*TO DO:* Pull each line holding the word "below" from the data.

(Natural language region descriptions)
=-=-=
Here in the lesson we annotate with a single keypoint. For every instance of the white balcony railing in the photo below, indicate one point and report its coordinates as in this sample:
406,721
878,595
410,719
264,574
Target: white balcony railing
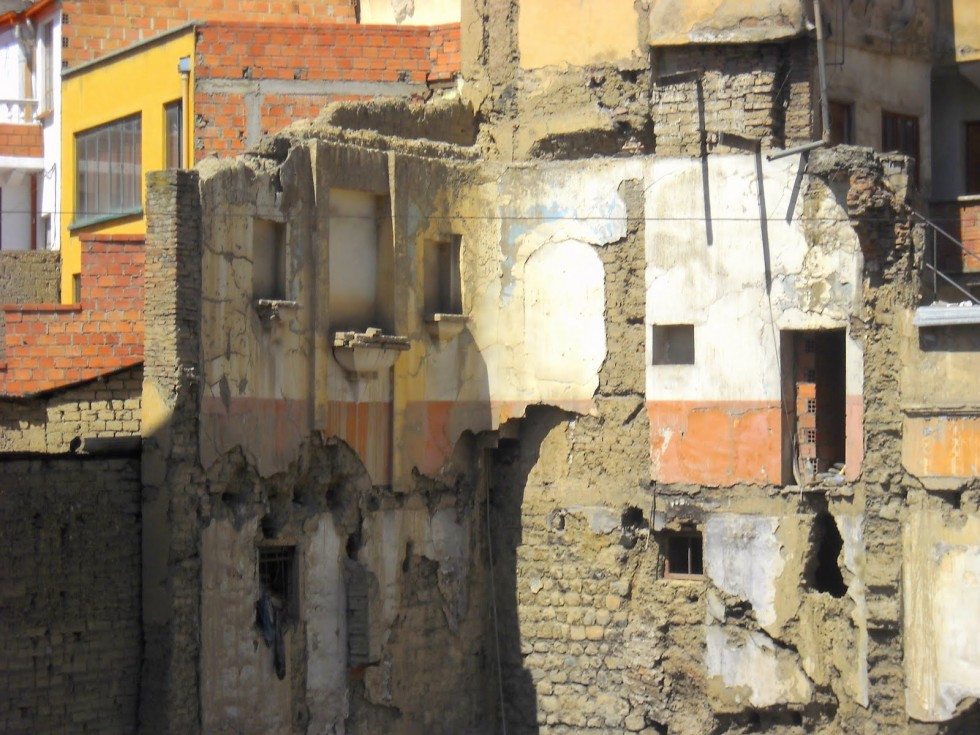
17,111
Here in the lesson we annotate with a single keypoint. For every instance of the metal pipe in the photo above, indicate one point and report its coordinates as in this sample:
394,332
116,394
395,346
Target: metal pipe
184,68
822,72
812,145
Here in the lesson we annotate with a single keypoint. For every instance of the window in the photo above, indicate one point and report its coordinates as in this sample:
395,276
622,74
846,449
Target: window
109,171
973,158
684,555
268,260
173,131
278,604
673,344
814,405
841,123
901,133
442,281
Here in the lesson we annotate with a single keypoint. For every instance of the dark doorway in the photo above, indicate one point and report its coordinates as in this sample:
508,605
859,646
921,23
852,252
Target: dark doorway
813,403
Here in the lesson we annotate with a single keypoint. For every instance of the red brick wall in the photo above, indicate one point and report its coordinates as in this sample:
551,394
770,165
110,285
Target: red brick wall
93,29
962,221
377,54
53,345
21,140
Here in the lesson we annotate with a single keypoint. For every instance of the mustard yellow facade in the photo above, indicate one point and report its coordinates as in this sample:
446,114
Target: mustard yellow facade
138,83
966,30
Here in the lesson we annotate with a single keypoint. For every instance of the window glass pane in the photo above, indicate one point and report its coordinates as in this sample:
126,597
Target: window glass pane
109,169
173,115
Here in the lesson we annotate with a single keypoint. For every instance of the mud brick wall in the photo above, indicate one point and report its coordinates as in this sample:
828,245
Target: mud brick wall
70,609
107,407
29,276
761,92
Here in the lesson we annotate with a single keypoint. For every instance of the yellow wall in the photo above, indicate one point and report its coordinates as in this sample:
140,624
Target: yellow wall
966,29
140,81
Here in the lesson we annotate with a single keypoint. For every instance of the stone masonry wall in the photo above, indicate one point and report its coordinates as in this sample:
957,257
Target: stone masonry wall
595,636
70,610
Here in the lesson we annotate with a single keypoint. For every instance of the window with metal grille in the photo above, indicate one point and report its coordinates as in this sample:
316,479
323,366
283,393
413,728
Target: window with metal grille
108,171
901,133
684,555
277,577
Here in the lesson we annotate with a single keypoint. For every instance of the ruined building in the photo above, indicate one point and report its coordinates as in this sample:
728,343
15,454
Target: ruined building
600,393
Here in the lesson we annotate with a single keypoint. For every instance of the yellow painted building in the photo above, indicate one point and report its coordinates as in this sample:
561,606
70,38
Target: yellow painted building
123,115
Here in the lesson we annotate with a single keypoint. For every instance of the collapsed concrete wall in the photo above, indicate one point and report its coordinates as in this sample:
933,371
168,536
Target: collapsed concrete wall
710,592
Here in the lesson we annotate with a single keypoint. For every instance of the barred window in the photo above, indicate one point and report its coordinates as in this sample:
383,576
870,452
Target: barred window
109,170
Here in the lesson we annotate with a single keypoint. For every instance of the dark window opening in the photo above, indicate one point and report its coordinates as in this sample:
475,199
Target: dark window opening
358,622
814,406
901,133
268,260
973,158
684,555
174,134
841,123
827,576
278,602
443,293
672,344
277,577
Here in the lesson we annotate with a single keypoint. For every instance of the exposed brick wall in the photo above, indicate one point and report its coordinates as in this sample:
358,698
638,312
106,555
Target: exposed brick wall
105,407
29,276
444,52
287,73
70,609
21,140
93,29
52,345
962,221
761,92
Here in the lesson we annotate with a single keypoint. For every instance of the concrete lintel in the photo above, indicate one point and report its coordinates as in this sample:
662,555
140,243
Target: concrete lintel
21,163
943,316
305,87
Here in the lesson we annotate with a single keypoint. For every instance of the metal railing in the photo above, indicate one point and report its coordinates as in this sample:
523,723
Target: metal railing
18,111
936,233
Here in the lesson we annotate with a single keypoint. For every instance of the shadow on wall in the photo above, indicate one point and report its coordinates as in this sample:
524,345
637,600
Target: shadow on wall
511,463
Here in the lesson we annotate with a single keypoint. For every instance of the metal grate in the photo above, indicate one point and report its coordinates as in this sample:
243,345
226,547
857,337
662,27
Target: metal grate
277,574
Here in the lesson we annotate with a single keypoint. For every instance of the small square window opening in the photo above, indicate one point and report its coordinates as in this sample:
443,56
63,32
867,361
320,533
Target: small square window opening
673,344
684,555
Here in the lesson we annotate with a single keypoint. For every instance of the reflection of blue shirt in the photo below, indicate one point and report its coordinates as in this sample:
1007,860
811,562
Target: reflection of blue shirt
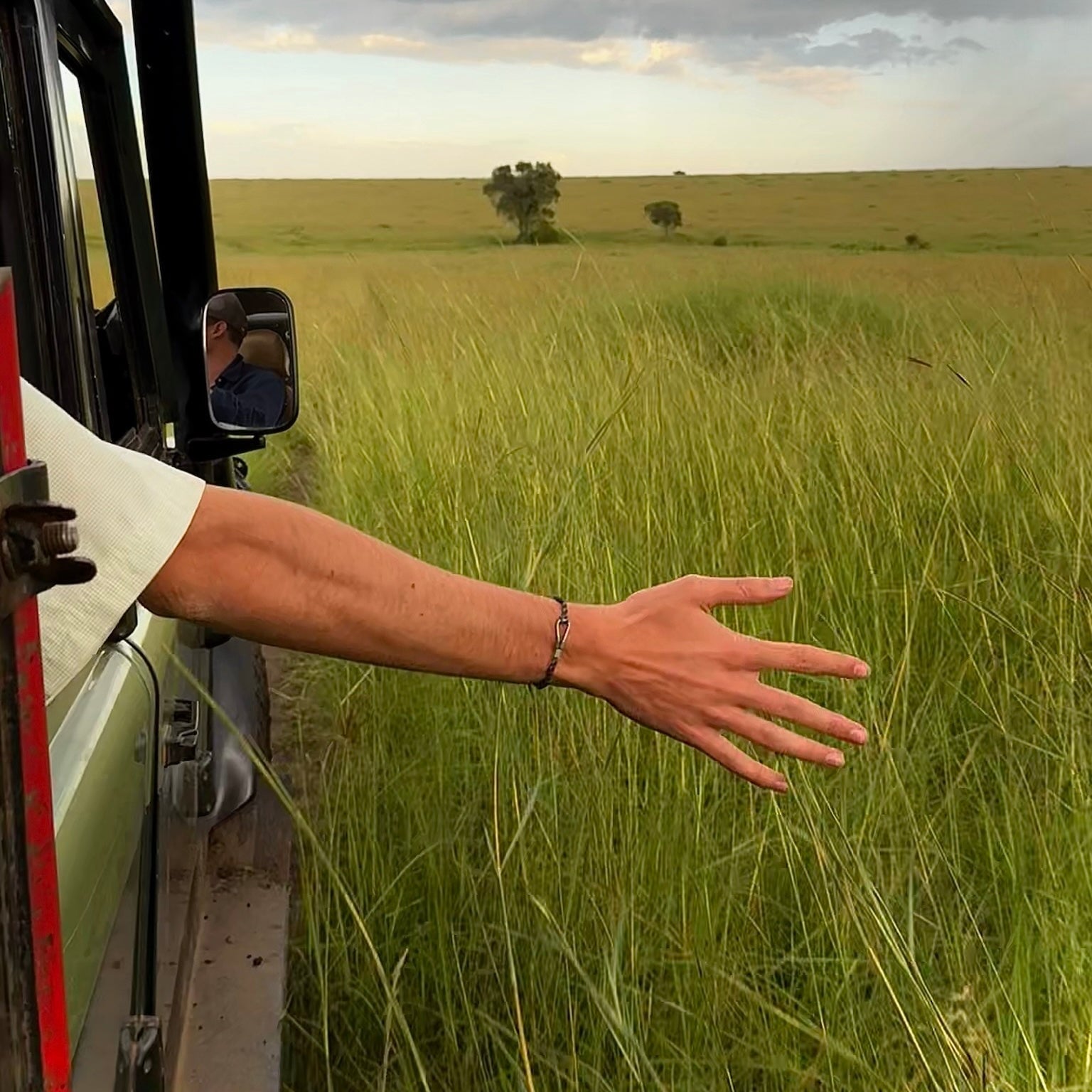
247,395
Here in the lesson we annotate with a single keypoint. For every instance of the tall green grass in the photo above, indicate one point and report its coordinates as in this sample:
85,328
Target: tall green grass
564,902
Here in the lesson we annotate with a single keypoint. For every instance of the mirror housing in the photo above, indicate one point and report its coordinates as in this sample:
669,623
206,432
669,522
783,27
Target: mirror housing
252,362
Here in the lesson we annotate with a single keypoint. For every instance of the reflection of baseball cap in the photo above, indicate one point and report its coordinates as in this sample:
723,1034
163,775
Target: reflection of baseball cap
225,307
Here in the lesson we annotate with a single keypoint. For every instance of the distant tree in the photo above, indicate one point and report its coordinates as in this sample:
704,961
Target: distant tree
665,214
525,197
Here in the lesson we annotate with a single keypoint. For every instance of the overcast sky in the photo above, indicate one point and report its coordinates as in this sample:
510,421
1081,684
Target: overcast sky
452,87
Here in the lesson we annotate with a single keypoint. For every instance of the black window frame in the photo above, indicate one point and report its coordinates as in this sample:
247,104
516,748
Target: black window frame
42,232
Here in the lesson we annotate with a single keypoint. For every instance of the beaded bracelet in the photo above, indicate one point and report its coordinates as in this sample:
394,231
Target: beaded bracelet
562,635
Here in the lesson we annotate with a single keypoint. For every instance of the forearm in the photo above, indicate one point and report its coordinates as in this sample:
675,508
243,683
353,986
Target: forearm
281,574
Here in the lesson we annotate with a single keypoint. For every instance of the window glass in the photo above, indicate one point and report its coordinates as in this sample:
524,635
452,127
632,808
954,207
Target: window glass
93,269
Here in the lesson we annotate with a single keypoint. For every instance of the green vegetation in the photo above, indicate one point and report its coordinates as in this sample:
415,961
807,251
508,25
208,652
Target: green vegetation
527,198
664,214
1020,212
562,902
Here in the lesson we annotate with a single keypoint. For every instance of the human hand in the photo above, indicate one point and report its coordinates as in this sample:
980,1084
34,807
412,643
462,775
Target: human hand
663,661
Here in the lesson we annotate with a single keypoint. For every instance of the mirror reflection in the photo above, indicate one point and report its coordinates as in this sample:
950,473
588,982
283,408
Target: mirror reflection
249,360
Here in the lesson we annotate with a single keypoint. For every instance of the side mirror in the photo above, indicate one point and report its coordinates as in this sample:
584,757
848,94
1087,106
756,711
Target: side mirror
252,360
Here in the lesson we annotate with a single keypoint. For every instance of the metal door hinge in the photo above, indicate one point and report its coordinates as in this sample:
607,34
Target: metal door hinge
140,1057
37,540
183,737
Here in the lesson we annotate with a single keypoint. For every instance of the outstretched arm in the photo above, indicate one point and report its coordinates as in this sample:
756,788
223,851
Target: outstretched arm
282,574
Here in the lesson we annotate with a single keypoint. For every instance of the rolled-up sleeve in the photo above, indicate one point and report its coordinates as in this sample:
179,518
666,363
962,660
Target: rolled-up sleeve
132,511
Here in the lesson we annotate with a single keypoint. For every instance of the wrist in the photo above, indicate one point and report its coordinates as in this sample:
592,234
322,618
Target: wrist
586,664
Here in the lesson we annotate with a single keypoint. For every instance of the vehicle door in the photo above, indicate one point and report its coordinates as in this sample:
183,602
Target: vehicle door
91,317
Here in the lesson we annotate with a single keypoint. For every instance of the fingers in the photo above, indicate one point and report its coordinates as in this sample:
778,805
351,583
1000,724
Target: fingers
711,592
713,745
790,707
780,741
802,660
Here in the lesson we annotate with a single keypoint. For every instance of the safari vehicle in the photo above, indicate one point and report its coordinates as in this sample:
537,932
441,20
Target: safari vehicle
142,918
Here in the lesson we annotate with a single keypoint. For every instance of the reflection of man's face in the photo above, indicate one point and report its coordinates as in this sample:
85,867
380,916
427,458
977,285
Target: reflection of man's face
221,348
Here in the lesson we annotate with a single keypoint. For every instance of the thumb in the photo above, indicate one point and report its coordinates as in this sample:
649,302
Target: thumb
732,591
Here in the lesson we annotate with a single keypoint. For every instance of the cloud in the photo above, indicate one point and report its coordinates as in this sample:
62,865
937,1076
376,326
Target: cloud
588,20
706,42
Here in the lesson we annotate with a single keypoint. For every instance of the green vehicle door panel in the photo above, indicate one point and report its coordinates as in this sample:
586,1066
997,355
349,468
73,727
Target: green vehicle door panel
104,761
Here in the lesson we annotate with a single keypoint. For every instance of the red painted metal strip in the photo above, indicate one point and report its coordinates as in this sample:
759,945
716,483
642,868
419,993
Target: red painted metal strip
37,784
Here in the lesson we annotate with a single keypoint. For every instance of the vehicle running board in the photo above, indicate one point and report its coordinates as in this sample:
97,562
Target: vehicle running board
230,1014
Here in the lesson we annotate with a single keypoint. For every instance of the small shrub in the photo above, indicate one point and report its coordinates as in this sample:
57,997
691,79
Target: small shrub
546,235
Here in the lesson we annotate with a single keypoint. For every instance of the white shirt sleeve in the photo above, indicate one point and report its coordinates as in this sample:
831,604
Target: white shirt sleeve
132,513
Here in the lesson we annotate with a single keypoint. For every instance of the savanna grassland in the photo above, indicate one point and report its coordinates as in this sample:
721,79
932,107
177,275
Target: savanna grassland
521,892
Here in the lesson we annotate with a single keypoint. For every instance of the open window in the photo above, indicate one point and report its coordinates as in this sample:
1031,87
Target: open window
112,255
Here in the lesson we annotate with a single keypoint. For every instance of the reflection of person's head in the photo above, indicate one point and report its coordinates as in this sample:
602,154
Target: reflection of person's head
225,328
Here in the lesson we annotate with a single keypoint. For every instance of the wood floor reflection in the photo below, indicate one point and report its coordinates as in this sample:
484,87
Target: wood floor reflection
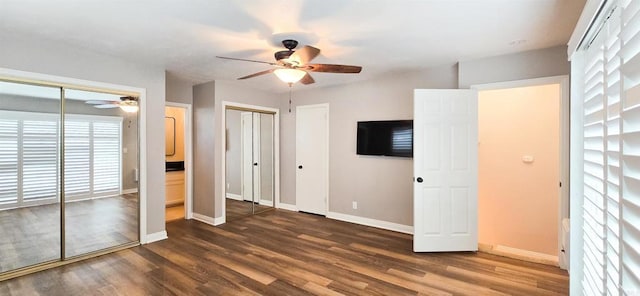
31,235
237,209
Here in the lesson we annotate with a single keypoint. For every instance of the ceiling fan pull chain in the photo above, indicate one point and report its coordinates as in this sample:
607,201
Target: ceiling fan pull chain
290,86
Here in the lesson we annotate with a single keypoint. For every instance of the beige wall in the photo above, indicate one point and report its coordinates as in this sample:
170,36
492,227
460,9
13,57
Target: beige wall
178,90
234,152
41,56
518,201
203,143
178,115
382,186
519,66
238,92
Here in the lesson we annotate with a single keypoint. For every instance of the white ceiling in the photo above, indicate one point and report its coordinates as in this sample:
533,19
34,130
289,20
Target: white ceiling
381,35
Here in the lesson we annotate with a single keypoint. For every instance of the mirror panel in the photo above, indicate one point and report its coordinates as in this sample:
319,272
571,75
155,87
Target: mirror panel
29,170
101,172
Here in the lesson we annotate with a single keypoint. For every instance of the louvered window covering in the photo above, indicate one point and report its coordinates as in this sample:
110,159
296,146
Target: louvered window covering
29,157
611,135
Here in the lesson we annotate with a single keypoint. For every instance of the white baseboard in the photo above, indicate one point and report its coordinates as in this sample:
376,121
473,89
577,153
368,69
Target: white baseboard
208,220
371,222
234,196
288,207
219,220
264,202
520,254
129,191
154,237
203,219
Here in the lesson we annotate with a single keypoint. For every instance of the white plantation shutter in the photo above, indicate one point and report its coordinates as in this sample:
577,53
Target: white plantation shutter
29,157
630,138
39,160
611,182
8,161
77,159
106,158
594,172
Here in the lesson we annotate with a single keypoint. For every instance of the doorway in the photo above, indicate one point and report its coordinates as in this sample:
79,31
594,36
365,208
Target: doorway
522,165
312,158
177,161
250,160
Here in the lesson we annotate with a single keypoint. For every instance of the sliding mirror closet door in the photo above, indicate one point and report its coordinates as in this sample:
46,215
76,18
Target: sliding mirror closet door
29,174
100,171
249,163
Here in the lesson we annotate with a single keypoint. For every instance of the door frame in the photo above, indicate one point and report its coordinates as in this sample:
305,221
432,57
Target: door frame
188,156
223,144
563,191
326,106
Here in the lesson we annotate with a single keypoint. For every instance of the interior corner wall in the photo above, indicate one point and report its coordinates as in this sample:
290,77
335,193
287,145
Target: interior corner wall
519,66
382,186
178,90
52,58
203,143
237,92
=-=-=
*WRITTEN ANSWER:*
Here in the lesson we annotate with a single keypoint. For every instance of the white balcony railing in the photo below, indicate one point and report its coordinates as in this sample:
Here in the lesson we annotate with a single keypoint. For every instance of the reflection of blue shirt in the photo below, indicate one point and report its coordinates as in this sample:
Here in the lesson we annotate with a single keypoint. For every instance of the wood floor reflection in the photo below, indicate one point and report its coordinates as in this sample:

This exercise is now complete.